• **Exercise details**: Find each line in the data below that contains the word "traffic", and copy those lines. Case counts, so match capitals and lowercase letters exactly.

• **Raw data**:
## BEGIN

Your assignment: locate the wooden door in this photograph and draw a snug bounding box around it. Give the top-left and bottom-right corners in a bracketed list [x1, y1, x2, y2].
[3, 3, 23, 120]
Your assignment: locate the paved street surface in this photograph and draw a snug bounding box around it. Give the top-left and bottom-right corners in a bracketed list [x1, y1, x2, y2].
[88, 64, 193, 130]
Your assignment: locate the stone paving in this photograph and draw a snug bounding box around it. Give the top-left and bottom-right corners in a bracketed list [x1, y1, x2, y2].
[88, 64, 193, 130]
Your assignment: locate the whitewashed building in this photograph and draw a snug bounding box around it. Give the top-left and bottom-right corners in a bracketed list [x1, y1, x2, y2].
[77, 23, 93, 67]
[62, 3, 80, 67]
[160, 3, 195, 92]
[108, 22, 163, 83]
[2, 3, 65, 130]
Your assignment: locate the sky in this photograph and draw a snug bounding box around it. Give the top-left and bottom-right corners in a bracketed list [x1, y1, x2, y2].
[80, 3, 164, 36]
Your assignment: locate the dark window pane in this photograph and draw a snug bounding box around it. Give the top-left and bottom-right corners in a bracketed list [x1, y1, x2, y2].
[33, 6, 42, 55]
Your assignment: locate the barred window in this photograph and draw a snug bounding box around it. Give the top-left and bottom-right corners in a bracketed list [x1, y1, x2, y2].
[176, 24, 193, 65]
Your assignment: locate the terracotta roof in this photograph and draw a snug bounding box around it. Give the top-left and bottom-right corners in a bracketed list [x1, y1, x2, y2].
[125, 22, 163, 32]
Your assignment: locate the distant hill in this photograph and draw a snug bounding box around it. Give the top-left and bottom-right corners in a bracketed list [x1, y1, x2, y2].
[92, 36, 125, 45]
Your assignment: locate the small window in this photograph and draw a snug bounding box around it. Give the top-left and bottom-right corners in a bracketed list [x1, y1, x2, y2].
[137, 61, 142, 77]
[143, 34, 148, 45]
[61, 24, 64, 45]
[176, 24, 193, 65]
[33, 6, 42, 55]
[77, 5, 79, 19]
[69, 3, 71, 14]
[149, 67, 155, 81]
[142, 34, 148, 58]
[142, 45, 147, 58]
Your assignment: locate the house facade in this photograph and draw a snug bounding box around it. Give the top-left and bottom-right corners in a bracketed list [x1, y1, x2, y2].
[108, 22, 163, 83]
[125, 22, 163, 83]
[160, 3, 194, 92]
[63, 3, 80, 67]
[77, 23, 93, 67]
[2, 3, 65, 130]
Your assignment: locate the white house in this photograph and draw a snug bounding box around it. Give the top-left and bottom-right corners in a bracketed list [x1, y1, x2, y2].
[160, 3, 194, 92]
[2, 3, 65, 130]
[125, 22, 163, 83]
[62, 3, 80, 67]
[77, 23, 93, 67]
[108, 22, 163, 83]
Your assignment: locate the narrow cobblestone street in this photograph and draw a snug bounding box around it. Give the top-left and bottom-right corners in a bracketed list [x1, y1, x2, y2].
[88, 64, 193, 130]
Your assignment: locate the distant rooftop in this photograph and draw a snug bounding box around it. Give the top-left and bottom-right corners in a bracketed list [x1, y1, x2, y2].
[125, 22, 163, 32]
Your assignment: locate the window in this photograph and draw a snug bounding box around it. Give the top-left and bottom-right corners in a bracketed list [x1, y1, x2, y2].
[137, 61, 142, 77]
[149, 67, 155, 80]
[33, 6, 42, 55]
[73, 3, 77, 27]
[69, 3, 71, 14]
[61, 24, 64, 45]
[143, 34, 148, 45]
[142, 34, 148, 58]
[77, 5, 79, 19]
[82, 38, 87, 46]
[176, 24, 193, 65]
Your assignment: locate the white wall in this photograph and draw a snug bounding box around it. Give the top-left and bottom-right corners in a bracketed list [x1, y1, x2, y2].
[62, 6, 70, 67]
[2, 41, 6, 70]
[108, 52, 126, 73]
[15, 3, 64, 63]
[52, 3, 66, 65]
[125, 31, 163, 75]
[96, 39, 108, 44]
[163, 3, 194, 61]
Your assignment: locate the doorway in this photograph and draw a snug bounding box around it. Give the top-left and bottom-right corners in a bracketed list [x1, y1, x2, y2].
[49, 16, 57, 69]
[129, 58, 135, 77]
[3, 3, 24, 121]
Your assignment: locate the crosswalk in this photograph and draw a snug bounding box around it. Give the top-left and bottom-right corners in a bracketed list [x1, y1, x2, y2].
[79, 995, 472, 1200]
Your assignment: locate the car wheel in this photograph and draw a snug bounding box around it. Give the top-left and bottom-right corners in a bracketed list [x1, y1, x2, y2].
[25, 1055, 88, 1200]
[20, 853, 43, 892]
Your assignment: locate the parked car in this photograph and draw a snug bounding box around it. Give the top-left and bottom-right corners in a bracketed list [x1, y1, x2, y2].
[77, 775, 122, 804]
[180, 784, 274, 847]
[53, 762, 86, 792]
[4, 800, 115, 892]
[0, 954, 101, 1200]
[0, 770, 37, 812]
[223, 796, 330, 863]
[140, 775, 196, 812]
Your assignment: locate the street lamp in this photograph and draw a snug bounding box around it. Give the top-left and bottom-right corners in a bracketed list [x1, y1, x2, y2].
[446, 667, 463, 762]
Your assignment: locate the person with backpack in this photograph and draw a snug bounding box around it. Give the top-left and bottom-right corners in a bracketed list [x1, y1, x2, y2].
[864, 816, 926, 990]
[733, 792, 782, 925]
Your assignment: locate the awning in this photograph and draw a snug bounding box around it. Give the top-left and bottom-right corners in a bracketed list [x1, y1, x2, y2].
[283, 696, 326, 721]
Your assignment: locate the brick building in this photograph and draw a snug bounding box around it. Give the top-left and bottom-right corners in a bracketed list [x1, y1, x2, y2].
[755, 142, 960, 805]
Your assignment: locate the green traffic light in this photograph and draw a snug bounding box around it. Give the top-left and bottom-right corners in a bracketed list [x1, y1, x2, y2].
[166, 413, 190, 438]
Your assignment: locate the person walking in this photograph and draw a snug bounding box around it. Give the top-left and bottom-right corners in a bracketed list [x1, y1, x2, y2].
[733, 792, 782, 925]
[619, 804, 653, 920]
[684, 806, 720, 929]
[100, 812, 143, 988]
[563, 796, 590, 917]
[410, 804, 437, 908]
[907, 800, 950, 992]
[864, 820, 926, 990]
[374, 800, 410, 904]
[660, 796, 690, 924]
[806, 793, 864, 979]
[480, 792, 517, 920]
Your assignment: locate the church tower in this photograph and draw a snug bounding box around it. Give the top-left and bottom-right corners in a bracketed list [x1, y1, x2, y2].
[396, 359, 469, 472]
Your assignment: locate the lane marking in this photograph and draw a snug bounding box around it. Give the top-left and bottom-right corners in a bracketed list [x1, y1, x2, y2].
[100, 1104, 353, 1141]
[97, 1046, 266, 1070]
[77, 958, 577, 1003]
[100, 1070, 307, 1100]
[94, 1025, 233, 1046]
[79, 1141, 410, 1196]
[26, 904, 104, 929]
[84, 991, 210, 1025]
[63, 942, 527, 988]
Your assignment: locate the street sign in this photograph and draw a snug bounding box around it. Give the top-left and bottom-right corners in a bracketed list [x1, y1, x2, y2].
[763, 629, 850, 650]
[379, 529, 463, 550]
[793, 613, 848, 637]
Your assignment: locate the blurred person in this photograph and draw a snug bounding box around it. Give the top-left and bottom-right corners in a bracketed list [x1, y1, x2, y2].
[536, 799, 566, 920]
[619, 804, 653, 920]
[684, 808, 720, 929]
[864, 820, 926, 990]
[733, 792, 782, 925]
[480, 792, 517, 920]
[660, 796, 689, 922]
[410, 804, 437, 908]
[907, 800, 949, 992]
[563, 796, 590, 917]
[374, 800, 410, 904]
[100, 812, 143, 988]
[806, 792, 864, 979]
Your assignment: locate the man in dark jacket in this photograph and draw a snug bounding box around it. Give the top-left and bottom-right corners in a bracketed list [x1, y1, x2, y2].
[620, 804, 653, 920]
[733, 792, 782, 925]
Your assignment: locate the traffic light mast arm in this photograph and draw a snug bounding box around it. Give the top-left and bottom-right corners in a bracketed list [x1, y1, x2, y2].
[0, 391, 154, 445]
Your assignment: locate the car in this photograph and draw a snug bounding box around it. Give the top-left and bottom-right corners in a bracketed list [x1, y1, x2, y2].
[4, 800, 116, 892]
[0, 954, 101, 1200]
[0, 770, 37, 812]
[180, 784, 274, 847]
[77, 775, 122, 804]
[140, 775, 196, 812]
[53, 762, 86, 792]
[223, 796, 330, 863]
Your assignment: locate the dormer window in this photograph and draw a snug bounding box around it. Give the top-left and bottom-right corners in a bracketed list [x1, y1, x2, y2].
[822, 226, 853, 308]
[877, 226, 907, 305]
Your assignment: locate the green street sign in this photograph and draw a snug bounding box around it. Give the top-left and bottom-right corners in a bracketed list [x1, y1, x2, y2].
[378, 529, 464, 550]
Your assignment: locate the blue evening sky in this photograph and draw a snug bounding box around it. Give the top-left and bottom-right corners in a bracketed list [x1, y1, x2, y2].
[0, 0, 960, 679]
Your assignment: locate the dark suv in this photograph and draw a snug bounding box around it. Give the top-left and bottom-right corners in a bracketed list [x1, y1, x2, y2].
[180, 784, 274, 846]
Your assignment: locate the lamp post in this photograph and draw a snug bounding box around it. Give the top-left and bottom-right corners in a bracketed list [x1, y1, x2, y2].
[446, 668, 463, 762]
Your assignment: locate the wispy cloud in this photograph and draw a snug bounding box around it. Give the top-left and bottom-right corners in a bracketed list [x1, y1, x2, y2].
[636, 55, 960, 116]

## END

• **Exercise result**:
Your assignment: locate the green traffic light in this photograph and draw a snug bounding box around it. Give the top-left and bottom-right corners in a bracketed list [x1, y1, x2, y2].
Your assignment: locate the traffic light mast arm in this photograph and draw a snug bounding box around it. Give the top-left and bottom-right corners in a bracketed list [x1, y1, x2, y2].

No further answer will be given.